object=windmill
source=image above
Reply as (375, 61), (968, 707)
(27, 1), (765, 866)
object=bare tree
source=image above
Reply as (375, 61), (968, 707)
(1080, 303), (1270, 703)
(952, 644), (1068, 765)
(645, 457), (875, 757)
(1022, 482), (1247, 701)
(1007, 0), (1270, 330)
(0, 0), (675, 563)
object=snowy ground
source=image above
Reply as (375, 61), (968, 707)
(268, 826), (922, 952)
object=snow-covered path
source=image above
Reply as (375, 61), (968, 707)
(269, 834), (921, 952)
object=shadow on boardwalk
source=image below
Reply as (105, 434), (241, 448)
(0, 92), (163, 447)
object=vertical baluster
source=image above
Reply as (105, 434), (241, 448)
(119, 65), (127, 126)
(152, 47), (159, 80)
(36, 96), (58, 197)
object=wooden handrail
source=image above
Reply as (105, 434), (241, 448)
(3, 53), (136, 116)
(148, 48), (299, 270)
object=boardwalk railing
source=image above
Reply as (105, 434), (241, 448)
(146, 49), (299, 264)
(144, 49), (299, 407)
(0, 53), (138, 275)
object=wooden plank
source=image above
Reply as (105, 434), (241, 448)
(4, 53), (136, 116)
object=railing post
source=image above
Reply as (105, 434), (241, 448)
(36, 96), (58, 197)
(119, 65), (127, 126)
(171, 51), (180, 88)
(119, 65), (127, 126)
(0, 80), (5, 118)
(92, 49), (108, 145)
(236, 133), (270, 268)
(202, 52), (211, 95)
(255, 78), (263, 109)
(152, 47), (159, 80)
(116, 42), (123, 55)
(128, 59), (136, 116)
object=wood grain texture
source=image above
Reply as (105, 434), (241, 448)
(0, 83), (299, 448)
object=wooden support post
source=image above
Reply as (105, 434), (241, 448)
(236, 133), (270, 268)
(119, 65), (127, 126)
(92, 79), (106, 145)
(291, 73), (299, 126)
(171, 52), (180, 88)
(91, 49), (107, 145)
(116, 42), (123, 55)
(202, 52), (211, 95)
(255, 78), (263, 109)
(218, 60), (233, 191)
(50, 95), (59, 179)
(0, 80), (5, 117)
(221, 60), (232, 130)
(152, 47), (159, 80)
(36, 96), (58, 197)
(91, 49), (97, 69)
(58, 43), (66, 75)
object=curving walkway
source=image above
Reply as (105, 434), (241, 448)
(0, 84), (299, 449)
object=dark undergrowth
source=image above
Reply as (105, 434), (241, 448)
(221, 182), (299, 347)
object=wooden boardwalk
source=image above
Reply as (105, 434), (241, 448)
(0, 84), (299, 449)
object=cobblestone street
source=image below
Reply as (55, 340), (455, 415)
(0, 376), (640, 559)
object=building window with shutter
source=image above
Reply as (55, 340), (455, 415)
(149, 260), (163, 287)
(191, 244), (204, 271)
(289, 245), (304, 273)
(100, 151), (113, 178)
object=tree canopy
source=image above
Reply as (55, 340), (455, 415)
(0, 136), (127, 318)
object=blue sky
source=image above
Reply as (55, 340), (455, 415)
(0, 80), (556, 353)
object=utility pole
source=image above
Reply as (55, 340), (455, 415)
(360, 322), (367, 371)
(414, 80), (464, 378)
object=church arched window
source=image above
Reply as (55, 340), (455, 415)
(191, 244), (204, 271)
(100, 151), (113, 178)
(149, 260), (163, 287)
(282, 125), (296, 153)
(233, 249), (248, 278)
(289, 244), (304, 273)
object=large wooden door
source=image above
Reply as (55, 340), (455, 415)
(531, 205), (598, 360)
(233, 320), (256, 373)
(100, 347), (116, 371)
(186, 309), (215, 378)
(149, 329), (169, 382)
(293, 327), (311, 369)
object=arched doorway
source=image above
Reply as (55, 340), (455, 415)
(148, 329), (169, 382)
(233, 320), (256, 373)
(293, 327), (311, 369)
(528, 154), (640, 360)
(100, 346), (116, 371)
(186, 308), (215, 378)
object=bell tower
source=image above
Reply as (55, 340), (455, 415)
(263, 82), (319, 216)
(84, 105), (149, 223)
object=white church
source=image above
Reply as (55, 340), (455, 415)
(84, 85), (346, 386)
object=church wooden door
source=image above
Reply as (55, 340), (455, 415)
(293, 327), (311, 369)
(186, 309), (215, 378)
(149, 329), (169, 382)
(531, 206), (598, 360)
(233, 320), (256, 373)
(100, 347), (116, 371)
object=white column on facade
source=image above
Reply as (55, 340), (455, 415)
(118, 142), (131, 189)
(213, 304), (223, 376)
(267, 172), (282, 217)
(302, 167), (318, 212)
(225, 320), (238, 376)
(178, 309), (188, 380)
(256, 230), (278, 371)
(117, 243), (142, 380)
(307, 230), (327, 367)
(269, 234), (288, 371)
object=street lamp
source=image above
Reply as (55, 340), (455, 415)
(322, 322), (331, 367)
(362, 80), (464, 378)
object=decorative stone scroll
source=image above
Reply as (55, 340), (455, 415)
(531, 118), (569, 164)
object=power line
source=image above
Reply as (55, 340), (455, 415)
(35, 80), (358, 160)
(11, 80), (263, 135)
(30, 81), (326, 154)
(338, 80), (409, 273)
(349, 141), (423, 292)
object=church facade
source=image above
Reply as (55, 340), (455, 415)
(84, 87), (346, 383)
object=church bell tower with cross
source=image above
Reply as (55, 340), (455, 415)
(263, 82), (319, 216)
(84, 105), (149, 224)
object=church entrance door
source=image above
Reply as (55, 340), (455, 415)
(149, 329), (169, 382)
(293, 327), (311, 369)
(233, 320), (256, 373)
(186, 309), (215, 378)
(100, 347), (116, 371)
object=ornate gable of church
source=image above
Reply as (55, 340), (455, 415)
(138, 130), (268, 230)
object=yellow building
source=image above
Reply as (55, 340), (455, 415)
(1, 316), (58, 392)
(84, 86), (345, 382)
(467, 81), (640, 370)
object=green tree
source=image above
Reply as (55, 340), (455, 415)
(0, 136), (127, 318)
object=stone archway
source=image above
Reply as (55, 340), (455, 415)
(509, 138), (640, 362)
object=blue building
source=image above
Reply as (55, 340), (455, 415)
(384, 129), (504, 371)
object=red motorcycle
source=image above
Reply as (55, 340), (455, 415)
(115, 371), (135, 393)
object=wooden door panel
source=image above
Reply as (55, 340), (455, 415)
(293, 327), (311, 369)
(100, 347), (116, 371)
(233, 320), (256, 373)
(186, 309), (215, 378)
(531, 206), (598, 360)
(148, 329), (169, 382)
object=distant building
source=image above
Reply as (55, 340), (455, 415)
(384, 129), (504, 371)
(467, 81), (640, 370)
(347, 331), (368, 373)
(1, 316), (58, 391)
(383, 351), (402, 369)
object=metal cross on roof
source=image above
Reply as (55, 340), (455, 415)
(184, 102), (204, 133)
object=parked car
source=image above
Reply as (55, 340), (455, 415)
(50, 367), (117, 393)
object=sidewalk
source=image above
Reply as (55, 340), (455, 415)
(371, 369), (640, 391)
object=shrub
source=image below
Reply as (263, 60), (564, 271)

================================

_Exercise:_
Rewrite the stretch from the start of the records through the line containing "(268, 826), (922, 952)", keeping every request line unchanged and multiplying each coordinate in the answers by 2.25, rounded to whole numbers with halves rounded up. Leave the coordinates in the requests' format samples as they are, and give only these lines.

_Final result:_
object=windmill
source=image above
Reply as (375, 61), (968, 707)
(61, 2), (1721, 1949)
object=bare tree
source=image above
Reply as (375, 61), (968, 707)
(2430, 682), (2858, 1582)
(2142, 1449), (2403, 1721)
(1451, 1028), (1969, 1703)
(2300, 1085), (2806, 1577)
(2266, 0), (2858, 743)
(0, 0), (1519, 1267)
object=snowy ground
source=image above
Reply as (375, 61), (968, 707)
(603, 1859), (2075, 2142)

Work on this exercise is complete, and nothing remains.